**What to produce**
List, in full, every line of the entries below that contains the word "fence". Matches are case-sensitive.

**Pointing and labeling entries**
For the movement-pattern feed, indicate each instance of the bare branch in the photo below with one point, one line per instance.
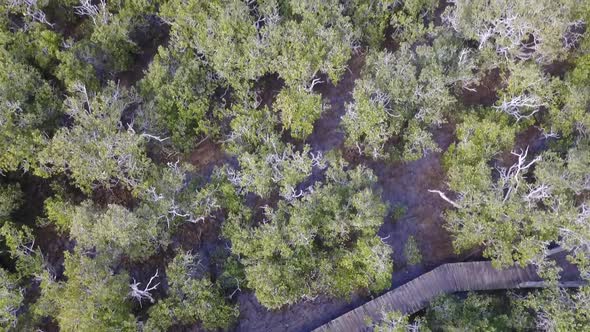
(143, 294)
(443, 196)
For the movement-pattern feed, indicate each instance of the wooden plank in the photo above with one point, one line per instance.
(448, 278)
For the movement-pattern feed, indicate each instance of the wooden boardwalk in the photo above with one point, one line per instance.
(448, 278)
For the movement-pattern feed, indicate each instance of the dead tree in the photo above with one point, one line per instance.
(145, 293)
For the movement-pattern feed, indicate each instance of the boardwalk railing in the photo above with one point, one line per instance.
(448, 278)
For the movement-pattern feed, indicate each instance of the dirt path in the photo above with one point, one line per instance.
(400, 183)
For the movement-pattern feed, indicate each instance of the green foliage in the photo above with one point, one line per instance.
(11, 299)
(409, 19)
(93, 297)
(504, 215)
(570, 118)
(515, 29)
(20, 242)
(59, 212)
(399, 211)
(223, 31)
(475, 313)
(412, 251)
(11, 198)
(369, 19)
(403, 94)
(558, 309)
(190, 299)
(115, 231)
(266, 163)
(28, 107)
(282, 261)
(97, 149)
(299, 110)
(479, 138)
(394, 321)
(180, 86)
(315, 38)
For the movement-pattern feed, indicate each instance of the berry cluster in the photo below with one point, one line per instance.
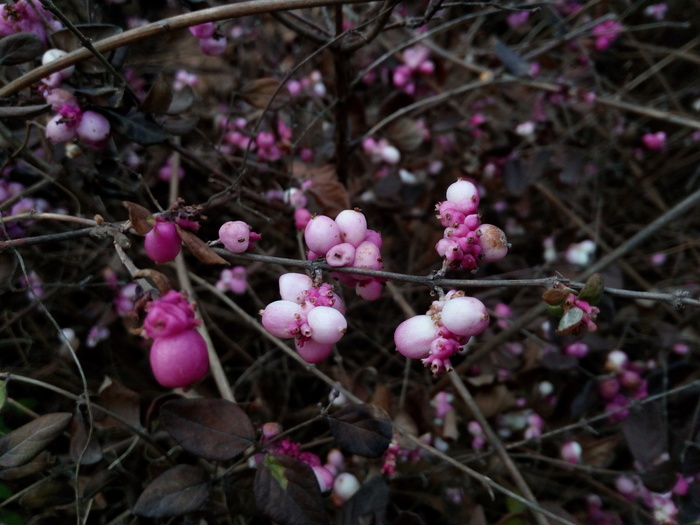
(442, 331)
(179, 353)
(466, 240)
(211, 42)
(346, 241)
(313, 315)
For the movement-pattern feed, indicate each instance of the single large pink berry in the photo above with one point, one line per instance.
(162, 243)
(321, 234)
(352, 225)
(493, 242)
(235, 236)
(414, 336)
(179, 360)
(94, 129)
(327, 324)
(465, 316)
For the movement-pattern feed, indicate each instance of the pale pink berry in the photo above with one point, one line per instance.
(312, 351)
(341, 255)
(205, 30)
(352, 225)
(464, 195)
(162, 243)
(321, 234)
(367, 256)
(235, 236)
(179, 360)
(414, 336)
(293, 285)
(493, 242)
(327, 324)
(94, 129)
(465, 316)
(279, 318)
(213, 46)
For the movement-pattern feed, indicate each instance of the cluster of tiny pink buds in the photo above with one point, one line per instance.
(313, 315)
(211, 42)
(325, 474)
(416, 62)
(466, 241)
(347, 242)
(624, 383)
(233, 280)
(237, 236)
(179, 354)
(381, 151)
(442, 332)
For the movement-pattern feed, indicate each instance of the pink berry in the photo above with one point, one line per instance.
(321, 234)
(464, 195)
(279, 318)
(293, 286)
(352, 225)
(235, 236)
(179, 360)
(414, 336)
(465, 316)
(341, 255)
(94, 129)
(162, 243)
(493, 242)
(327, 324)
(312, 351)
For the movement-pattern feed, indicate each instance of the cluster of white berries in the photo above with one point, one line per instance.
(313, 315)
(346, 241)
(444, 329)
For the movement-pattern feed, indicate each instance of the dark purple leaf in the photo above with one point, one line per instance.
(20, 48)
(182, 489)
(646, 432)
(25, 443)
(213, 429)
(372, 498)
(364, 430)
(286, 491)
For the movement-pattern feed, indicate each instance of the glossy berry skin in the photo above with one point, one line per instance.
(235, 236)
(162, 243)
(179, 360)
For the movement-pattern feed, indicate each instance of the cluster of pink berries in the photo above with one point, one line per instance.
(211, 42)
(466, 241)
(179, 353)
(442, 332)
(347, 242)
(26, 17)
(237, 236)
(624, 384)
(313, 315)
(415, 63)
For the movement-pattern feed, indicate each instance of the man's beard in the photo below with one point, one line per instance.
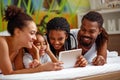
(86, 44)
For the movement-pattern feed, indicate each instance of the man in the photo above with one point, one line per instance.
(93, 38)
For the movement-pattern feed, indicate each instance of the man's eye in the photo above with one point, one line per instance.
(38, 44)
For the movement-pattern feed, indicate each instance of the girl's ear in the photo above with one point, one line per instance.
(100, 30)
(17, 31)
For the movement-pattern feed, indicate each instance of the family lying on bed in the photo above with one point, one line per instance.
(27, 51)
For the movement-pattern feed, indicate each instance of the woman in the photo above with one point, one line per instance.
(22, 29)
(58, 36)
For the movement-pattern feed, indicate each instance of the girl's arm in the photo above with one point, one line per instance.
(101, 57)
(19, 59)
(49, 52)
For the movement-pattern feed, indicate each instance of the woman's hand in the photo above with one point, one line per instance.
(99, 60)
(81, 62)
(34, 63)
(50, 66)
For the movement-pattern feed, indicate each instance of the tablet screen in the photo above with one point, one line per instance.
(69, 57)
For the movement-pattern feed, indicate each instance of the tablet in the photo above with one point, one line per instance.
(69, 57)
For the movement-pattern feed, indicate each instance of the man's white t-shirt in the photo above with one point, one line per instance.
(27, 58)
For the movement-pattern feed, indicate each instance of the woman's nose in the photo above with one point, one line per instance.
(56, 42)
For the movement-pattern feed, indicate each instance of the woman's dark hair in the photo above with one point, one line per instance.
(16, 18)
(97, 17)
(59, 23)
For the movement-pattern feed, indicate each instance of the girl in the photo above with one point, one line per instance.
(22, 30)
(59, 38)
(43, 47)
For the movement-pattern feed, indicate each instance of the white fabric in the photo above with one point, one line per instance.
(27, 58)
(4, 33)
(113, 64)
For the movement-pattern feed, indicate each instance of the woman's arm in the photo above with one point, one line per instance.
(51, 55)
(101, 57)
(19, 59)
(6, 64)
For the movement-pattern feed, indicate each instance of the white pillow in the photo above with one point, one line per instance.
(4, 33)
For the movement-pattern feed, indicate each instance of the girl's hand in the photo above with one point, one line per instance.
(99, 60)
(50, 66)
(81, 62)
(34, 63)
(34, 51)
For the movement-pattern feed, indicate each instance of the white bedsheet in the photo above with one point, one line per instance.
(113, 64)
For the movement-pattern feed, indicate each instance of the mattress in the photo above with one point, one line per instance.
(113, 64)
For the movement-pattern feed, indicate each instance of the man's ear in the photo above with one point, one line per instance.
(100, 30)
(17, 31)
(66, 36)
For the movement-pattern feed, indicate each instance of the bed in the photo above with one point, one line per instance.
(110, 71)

...

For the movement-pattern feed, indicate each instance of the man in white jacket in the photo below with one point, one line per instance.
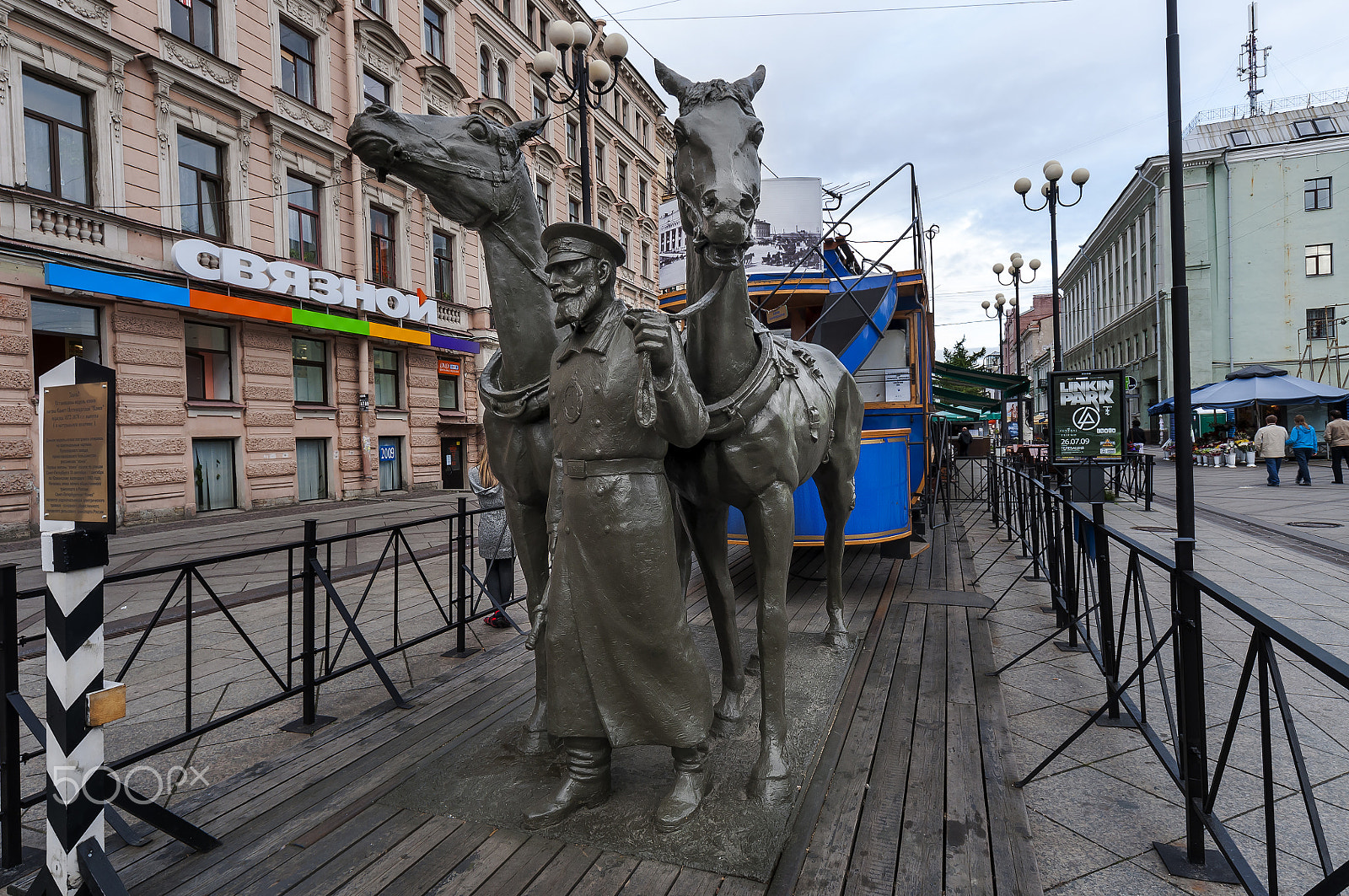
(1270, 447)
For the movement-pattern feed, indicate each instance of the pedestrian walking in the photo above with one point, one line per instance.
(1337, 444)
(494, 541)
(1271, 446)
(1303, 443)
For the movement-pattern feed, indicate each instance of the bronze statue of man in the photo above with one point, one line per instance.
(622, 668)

--

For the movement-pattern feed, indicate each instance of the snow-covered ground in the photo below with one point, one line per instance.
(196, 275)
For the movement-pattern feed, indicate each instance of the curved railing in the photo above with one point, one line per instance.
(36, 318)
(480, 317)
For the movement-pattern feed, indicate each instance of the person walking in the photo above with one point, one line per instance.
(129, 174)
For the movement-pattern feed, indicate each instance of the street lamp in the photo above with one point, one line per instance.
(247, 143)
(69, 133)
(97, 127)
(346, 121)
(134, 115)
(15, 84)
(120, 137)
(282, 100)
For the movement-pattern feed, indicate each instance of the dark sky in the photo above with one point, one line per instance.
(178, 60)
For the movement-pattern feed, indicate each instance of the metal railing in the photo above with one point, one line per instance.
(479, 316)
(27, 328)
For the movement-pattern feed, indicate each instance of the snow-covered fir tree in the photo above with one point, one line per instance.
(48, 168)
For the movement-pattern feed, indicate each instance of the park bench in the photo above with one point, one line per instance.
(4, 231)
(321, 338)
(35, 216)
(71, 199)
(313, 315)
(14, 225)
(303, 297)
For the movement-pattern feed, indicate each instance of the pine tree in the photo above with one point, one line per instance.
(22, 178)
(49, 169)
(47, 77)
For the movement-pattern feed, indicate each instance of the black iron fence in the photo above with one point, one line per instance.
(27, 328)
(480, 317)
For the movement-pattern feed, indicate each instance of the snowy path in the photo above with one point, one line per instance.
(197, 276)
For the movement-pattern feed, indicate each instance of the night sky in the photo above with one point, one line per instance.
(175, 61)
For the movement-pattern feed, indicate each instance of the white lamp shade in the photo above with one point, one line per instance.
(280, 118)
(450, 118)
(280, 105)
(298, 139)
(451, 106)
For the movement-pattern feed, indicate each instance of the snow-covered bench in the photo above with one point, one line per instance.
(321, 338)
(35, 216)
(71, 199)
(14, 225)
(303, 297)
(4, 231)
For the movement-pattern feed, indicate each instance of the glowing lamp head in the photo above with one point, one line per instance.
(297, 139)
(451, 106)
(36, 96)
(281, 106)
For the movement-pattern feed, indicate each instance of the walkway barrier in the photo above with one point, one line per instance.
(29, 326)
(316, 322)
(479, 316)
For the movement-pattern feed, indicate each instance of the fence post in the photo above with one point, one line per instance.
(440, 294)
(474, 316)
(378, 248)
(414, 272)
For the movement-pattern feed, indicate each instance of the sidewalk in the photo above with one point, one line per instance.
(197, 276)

**Final result**
For the movement-pattern feed, indicate each instance of the black iron fence in the photo above with one point, one line per instance.
For the movement-pattern feed, indicate each instance of the fence post in the photo above with one point, one line per instance.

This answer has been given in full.